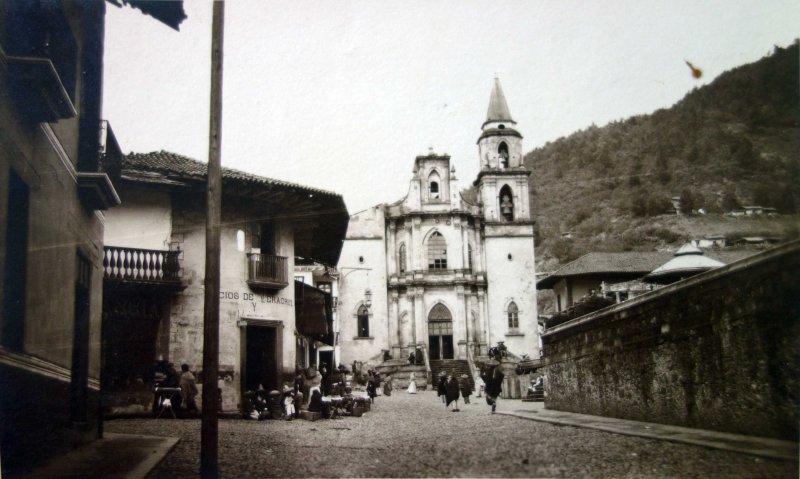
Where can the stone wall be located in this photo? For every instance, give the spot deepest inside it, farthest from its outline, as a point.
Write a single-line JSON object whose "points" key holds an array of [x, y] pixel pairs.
{"points": [[717, 351]]}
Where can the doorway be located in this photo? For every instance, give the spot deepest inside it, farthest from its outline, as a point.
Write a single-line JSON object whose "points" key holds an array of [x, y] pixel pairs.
{"points": [[440, 333], [261, 358]]}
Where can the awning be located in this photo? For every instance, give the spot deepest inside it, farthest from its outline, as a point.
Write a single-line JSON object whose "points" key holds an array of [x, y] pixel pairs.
{"points": [[168, 12], [313, 310]]}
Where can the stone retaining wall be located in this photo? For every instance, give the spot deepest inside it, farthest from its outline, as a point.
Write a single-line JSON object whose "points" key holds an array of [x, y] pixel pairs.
{"points": [[717, 351]]}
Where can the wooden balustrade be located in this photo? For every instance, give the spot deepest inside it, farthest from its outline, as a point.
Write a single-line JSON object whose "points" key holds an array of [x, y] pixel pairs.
{"points": [[144, 265], [267, 271]]}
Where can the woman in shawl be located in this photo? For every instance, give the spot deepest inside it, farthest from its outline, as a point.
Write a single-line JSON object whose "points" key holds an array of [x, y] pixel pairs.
{"points": [[493, 379], [452, 392], [372, 386], [412, 384], [441, 386]]}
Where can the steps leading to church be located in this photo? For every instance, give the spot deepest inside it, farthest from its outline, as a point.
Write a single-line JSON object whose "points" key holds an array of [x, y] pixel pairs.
{"points": [[455, 367]]}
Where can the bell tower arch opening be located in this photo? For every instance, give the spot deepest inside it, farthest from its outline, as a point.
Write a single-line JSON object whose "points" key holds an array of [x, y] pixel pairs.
{"points": [[506, 198], [440, 333], [502, 154]]}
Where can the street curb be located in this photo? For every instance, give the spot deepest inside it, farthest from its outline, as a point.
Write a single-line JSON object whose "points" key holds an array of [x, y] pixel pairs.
{"points": [[758, 446]]}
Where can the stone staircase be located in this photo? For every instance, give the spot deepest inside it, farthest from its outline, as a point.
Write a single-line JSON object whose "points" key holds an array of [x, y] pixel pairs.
{"points": [[456, 367], [401, 371]]}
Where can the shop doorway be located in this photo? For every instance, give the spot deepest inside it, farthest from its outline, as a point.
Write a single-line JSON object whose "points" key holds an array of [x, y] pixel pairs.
{"points": [[440, 333], [326, 358], [261, 358]]}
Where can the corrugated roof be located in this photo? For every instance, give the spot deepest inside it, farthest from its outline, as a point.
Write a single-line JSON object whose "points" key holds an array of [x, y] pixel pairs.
{"points": [[628, 263], [689, 260]]}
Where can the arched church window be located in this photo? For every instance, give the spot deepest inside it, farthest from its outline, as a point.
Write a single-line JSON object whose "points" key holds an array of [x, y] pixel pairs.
{"points": [[513, 316], [433, 186], [437, 251], [502, 154], [507, 203], [401, 258], [363, 321]]}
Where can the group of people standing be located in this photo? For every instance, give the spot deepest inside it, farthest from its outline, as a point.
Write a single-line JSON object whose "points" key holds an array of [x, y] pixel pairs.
{"points": [[450, 388]]}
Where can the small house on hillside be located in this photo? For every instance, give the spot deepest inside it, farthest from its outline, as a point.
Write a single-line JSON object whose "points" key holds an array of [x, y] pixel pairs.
{"points": [[588, 273]]}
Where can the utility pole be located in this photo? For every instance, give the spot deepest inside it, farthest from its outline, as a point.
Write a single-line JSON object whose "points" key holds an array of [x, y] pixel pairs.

■ **To do**:
The data above should be repeated in full and exactly, with no pictures carried over.

■ **Response area**:
Where can the stone wall be located in this photo? For every instance, give the spot deepest inside it, farthest from its outline, as a point.
Write a single-line JSON object whose "points" key holds an array of [x, y] pixel pairs.
{"points": [[717, 351]]}
Where can the doorway be located in this photo? For every instance, give the spot deepest inside it, farthest from its outline, as a point.
Write a single-line JSON object whose "points" key holds an array of [x, y] pixel pairs.
{"points": [[440, 333], [261, 358]]}
Where can the awning be located in this photo? For every instance, give the spot deepest inside it, farthest from its outline, as a point.
Write a single-line JSON object whose "points" key holds an array of [x, y] pixel pairs.
{"points": [[168, 12], [313, 310]]}
Where can the stone retaining wall be located in this photo? For every instance, give the spot deepest inside it, farthest from its outline, as a point.
Write a single-line JSON object whose "points" key holds an array of [x, y] pixel pairs.
{"points": [[717, 351]]}
Where can the wooden balustrade be located in this photo? For every instance, give the spot deepest inside it, farthest from its outline, as a point.
Write a single-line JSON object whose "points" key holds an array of [x, y] pixel pairs.
{"points": [[144, 265], [267, 271]]}
Where can the woman in shawl be located in this photo? For every instance, give the spot deepest inside it, farthest from its outline, as a point.
Write a single-line JSON object whose "points" key holds an array of [x, y] pixel pairs.
{"points": [[493, 379], [452, 392], [372, 386], [412, 384], [441, 386]]}
Where can the steps leading to church be located in this photo? For every instance, give the spot deepest inside it, farthest from its outline, as a point.
Write a single-line JSON object whose "points" key holds an array of [x, y] pixel pairs.
{"points": [[455, 367]]}
Where can the bell tower arch opening be located in this photo? For every instance, give the spot deepest inside it, farthest from its outline, as a point.
Write a single-line JSON object whose "points" key holds an array of [x, y] pixel pairs.
{"points": [[506, 198], [440, 333], [502, 154]]}
Where can the street curb be located in this photo? For every instance, give the spot deepest inside it, farthest from its outline, as a point.
Write a single-line JSON object whose "points" key holds an array of [x, y] pixel pairs.
{"points": [[758, 446]]}
Where can the stone staircase be located in this photo? For every instance, give the spot deepest inside it, farthest from its outline, as a point.
Write a single-line JSON object whose "points" key holds an array of [x, y] pixel pairs.
{"points": [[456, 367], [401, 371]]}
Where can the shop doorway be located in this photo? For every instance, give the spot deepest inside it, farthest from its outline, as a point.
Write a single-line JSON object whose "points" key holds an array of [x, y] pixel pairs.
{"points": [[440, 333], [326, 358], [261, 358]]}
Where can the corrugated roof be located in this photo? For every instance, give the spot deepest inside it, farthest from its outline, as a point.
Write a single-line JSON object whose "points" key holds an array of [x, y] pixel pairs.
{"points": [[628, 263], [689, 260]]}
Where can the arched church window be located in this photo? For every instance, give the spot deepest inside it, farthest from its outline, as a point.
Write a single-line JSON object whose "points" key holds an array of [x, y] pixel pairs.
{"points": [[513, 316], [433, 186], [437, 251], [502, 154], [507, 203], [401, 258], [363, 321]]}
Where can the group of people standing be located in this photo? For every instance, give the spot deepest inside it, farthest from its outline, as a point.
Write a single-line JSON object whose "points" key holds an array of [x, y] pixel pairs.
{"points": [[450, 388]]}
Where can the small house on hillside be located in this photo? For every instance, give the spot deepest inside it, farthest from its outline, as a point.
Write a single-line JSON object whose "points" key holds an array of [x, y] pixel pairs.
{"points": [[588, 273]]}
Where can the utility pole be located in this photo? For every instance, give the spot deepest inside it, farthest from its outline, as a point.
Write a single-line JSON object whose "points" key holds an array of [x, y] pixel pairs.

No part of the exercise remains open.